• _TASK DATA_:
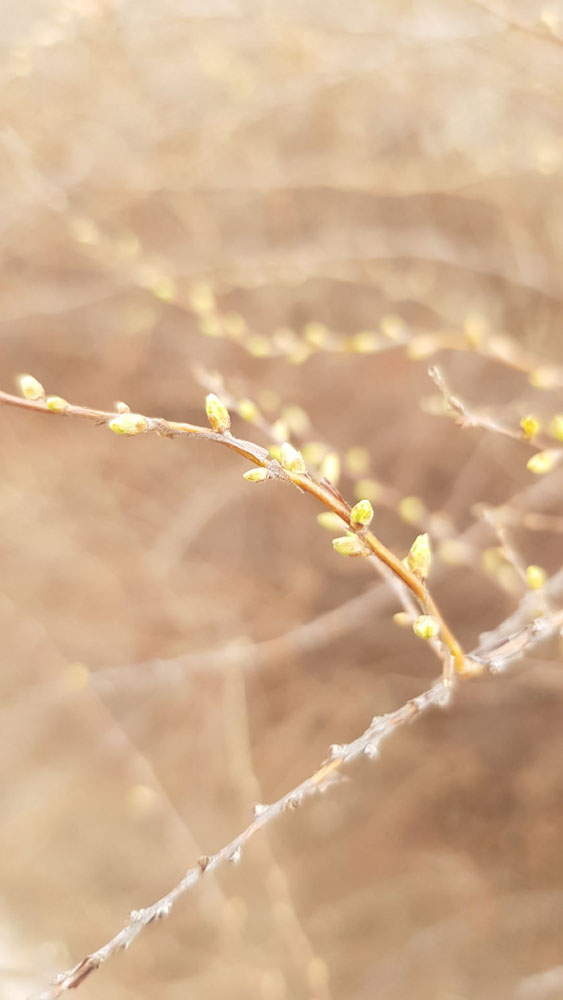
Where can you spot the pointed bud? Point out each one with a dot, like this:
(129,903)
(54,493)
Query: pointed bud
(291,459)
(217,413)
(256,475)
(129,424)
(57,404)
(419,557)
(30,387)
(331,521)
(426,627)
(348,545)
(361,514)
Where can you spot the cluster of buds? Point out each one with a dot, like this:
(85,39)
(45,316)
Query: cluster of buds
(31,388)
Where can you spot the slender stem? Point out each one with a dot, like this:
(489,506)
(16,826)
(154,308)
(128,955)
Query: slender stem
(260,456)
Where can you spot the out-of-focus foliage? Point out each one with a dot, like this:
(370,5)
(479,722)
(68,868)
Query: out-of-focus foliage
(316,171)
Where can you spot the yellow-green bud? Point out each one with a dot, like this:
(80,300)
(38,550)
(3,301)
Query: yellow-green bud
(543,461)
(402,619)
(128,423)
(556,427)
(536,577)
(57,404)
(348,545)
(256,475)
(530,426)
(426,627)
(331,521)
(361,513)
(30,387)
(419,557)
(217,413)
(247,410)
(291,459)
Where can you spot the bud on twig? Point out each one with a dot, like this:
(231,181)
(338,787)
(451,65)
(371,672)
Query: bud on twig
(348,545)
(291,459)
(426,627)
(536,577)
(361,514)
(256,475)
(419,557)
(57,404)
(543,461)
(129,424)
(217,413)
(530,426)
(330,521)
(30,387)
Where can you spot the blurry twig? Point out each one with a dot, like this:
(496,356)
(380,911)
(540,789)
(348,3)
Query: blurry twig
(367,543)
(495,656)
(545,34)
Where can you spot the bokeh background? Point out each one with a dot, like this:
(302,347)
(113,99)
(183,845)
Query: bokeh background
(275,192)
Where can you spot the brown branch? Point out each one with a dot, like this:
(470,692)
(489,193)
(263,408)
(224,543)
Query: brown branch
(523,27)
(494,657)
(466,417)
(258,455)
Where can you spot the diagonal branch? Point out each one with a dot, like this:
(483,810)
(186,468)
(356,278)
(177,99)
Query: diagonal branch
(497,656)
(323,491)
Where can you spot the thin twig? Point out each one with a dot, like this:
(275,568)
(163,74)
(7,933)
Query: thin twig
(495,659)
(259,456)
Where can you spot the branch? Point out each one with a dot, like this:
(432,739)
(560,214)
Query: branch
(495,658)
(293,472)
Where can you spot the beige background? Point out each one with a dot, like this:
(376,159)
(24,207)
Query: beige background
(313,162)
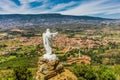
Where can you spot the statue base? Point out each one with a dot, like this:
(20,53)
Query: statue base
(50,56)
(48,68)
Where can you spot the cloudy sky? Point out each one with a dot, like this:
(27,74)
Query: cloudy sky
(100,8)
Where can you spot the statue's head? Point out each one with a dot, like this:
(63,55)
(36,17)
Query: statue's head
(47,30)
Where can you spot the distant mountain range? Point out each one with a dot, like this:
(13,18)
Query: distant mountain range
(25,20)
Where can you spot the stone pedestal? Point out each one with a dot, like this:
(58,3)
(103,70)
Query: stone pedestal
(48,68)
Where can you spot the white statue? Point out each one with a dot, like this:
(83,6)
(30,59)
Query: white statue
(47,41)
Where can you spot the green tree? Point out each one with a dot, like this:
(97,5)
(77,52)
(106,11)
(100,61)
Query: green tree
(22,73)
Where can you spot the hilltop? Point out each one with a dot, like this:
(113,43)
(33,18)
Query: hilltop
(8,21)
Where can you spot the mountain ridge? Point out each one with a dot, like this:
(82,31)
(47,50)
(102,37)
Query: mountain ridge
(23,20)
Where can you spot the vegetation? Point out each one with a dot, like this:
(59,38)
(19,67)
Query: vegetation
(19,51)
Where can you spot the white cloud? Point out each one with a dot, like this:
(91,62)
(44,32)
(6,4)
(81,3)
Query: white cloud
(96,7)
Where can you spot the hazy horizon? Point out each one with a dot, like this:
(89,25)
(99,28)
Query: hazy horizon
(96,8)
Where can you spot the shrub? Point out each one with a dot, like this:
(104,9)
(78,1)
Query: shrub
(22,73)
(88,72)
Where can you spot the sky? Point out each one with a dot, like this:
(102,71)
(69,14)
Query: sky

• _PROBLEM REQUIREMENTS_: Line by line, restate the data above exactly as it stands, minus the pictures.

• _WRITTEN RESPONSE_:
Where can you spot the pointed bud? Point out each one with a dot, like this:
(129,903)
(54,493)
Query: pointed bud
(291,459)
(217,413)
(256,475)
(129,424)
(57,404)
(419,557)
(30,387)
(331,521)
(426,627)
(348,545)
(361,514)
Where can you spot the cluster of buds? Point out each one with a dot, like this:
(85,39)
(45,316)
Query: cluster of buds
(31,388)
Where can you spot the slender stem? Point out each one with a dot, like this:
(489,506)
(16,826)
(154,308)
(128,955)
Query: slender stem
(260,456)
Where can you spot the out-of-focus foliage? Point out each one with a dot, like this:
(370,5)
(479,722)
(68,868)
Query: out-of-focus foliage
(316,171)
Where can you spot the yellow-green bud? Point out each one with a dot, like this:
(80,300)
(38,550)
(3,301)
Query: yellow-green bud
(543,461)
(402,619)
(128,423)
(556,427)
(536,577)
(57,404)
(348,545)
(256,475)
(530,426)
(426,627)
(331,521)
(361,513)
(30,387)
(419,557)
(217,413)
(247,410)
(291,459)
Where can you spot the bud on twig? Point out each one with a dot, like this:
(231,181)
(338,787)
(451,65)
(371,672)
Query: bud on twig
(348,545)
(291,459)
(426,627)
(536,577)
(361,514)
(256,475)
(419,557)
(57,404)
(543,461)
(129,424)
(217,413)
(530,426)
(330,521)
(30,387)
Where can you spot the blurry twig? Point out each one with a dot, like this:
(496,356)
(380,911)
(540,789)
(348,3)
Query: blurry twig
(367,543)
(495,656)
(545,34)
Where can you spot the bokeh background? Point out each one with a dot, like this:
(302,347)
(113,99)
(183,845)
Query: bokeh background
(275,192)
Where can you spot the brown branch? Point out each one with a dot, like this:
(470,692)
(489,193)
(263,408)
(224,543)
Query: brown branch
(523,27)
(494,657)
(466,417)
(258,455)
Where can you spot the diagonal branch? Point out each one with a dot, like this:
(483,810)
(186,468)
(356,278)
(177,99)
Query: diagonal branch
(497,656)
(323,491)
Where can you spot the thin twig? Point out each one with a dot, like this:
(275,568)
(163,74)
(7,933)
Query: thin twig
(495,659)
(259,456)
Where can you spot the branch? Point out each one with a dot, like this:
(432,739)
(560,214)
Query: branch
(495,658)
(293,472)
Where can you spot the beige background? Point out each one with a dot, like this:
(376,159)
(24,207)
Query: beige background
(313,162)
Where can you spot the statue base? Point out each one with a dot, like this:
(20,53)
Query: statue base
(50,56)
(48,68)
Where can you spot the cloudy sky? Point out each one with a dot, like this:
(27,74)
Query: cloudy sky
(100,8)
Where can you spot the statue's head? Point out each one with a dot, like this:
(63,55)
(36,17)
Query: statue's head
(47,30)
Where can you spot the distant mountain range? Point out each one with a dot, like this:
(13,18)
Query: distant mountain range
(25,20)
Where can you spot the stone pedestal? Point out each one with a dot, like this:
(58,3)
(103,70)
Query: stone pedestal
(48,68)
Where can you spot the white statue? Point out each one with a dot, like this:
(83,6)
(30,59)
Query: white statue
(47,41)
Where can you spot the green tree? Point out each one with a dot, like this:
(97,5)
(77,52)
(106,11)
(100,61)
Query: green tree
(22,73)
Where can you spot the hilltop? Point out each one with a dot, like this:
(113,43)
(33,18)
Query: hilltop
(8,21)
Where can you spot the mountain ridge? Point out each one with a dot, like this:
(82,31)
(47,50)
(102,37)
Query: mountain ridge
(23,20)
Where can you spot the vegetation? Point out each one with a dot, like this:
(59,38)
(19,67)
Query: vegetation
(19,51)
Where can you spot the white cloud? Point out each one with a dot, like this:
(91,62)
(44,32)
(6,4)
(81,3)
Query: white cloud
(96,7)
Where can you spot the hazy horizon? Point out each one with a dot, like this:
(89,25)
(99,28)
Query: hazy horizon
(96,8)
Where can you spot the shrub? Point out each one with a dot, like this:
(104,9)
(78,1)
Query: shrub
(22,73)
(88,72)
Where can you spot the sky? Point out each one with a dot, like this:
(102,71)
(69,14)
Query: sky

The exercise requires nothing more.